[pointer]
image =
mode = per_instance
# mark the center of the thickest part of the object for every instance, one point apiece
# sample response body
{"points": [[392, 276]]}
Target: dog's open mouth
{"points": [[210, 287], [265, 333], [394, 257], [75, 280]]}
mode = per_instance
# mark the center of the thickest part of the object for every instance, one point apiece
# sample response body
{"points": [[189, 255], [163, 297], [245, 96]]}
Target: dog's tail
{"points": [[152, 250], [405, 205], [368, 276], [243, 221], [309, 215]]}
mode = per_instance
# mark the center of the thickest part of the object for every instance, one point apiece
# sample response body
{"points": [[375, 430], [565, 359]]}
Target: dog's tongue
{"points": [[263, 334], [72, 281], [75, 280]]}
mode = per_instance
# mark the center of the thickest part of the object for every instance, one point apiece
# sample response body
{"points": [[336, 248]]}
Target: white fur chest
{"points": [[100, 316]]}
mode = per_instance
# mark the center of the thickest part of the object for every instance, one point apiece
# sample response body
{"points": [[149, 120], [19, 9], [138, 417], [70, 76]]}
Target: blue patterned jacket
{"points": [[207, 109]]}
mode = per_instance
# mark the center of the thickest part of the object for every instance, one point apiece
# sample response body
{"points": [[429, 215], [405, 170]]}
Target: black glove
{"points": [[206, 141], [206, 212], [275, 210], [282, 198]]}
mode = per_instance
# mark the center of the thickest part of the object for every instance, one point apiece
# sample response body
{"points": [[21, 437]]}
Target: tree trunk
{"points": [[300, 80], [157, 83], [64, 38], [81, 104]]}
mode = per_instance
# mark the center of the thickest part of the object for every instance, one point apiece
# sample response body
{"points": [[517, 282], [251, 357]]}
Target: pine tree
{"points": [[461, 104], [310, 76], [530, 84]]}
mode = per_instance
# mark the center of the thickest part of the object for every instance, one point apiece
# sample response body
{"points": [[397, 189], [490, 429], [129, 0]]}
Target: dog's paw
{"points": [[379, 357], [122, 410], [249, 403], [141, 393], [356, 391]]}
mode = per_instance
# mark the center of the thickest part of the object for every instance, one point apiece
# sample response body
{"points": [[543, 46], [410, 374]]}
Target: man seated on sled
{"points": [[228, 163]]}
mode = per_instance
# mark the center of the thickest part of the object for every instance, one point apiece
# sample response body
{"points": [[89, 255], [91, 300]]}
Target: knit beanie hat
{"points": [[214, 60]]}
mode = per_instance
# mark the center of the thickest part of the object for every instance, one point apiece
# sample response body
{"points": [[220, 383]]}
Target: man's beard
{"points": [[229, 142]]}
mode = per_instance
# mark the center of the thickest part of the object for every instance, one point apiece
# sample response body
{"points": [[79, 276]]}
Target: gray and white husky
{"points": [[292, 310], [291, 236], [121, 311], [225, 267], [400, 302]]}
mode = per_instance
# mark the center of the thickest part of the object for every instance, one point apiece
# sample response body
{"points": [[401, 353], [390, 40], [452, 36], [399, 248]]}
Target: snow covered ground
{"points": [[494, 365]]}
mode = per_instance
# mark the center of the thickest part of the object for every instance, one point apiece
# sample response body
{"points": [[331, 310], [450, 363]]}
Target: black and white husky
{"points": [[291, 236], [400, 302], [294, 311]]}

*What you have to do*:
Print the entries exactly. Include every one.

*Solution*:
[pointer]
image =
mode = per_instance
# mark the center of the thickest part of the object for every instance, one point apiece
# sample response body
{"points": [[392, 276]]}
Target: dog's open mouth
{"points": [[210, 287], [265, 333], [394, 257], [75, 280]]}
mode = per_instance
# mark the center of the thickest part of the object for every instance, one point apiece
# sample response body
{"points": [[189, 255], [163, 297], [245, 96]]}
Target: dog's tail
{"points": [[152, 250], [405, 205], [368, 276], [243, 221], [309, 215]]}
mode = per_instance
# mark the center of the thickest part of the object for every instance, one point apiece
# sample response body
{"points": [[375, 430], [565, 359]]}
Target: dog's tongue
{"points": [[263, 334], [72, 281], [75, 280]]}
mode = per_instance
# mark the center of the thickest part of the object for every instance, one point apiece
# sample response body
{"points": [[336, 248]]}
Target: white fur chest
{"points": [[100, 316]]}
mode = per_instance
# mark the center of the thickest part of the object for every instance, one point apiece
# sample response body
{"points": [[149, 120], [19, 9], [138, 417], [70, 76]]}
Target: blue patterned jacket
{"points": [[207, 109]]}
mode = per_instance
# mark the center of the thickest part of the object for every instance, one point apiece
# sample response body
{"points": [[429, 215], [405, 170]]}
Target: black glove
{"points": [[206, 141], [206, 212], [275, 210], [282, 198]]}
mode = per_instance
# mark the center of the thickest part of the object for every instance, one point apiece
# sample response body
{"points": [[21, 437]]}
Target: tree trunk
{"points": [[300, 80], [157, 83], [64, 38], [81, 104]]}
mode = per_instance
# mark the center of the thickest part of the object for every instance, one point apiece
# sample response body
{"points": [[517, 282], [251, 357]]}
Target: pine tree
{"points": [[461, 104], [310, 76], [530, 84]]}
mode = per_instance
# mark the center of the thickest part of the object for every instance, one point apiece
# sample response body
{"points": [[397, 189], [490, 429], [129, 0]]}
Target: dog's paw
{"points": [[379, 357], [122, 410], [249, 403], [141, 393], [356, 391]]}
mode = per_instance
# mark the center of the thickest part of the object for every instance, one point apiece
# sample response body
{"points": [[543, 46], [410, 374]]}
Target: man seated on sled
{"points": [[228, 163]]}
mode = per_instance
# mark the center of the thickest part of the object for every instance, one point apiece
# sample response body
{"points": [[89, 255], [91, 300]]}
Target: knit beanie hat
{"points": [[214, 60]]}
mode = per_instance
# mark the center of the thickest part of the object for every instance, one point apiece
# sample response body
{"points": [[220, 383]]}
Target: man's beard
{"points": [[229, 142]]}
mode = per_instance
# mark the center of the thickest part of the object for every instance, one point apiece
# sample response body
{"points": [[79, 276]]}
Target: gray and white husky
{"points": [[292, 310], [291, 236], [121, 311], [225, 267], [400, 302]]}
mode = per_instance
# mark the center of the thickest part of the object for every instance, one point apiece
# sample response body
{"points": [[401, 353], [390, 40], [452, 36], [399, 248]]}
Target: snow covered ground
{"points": [[494, 365]]}
mode = per_instance
# mark the center of the thickest part of the object for every instance, one point apiece
# sample response body
{"points": [[331, 310], [450, 363]]}
Target: black and white husky
{"points": [[291, 236], [400, 302], [294, 311]]}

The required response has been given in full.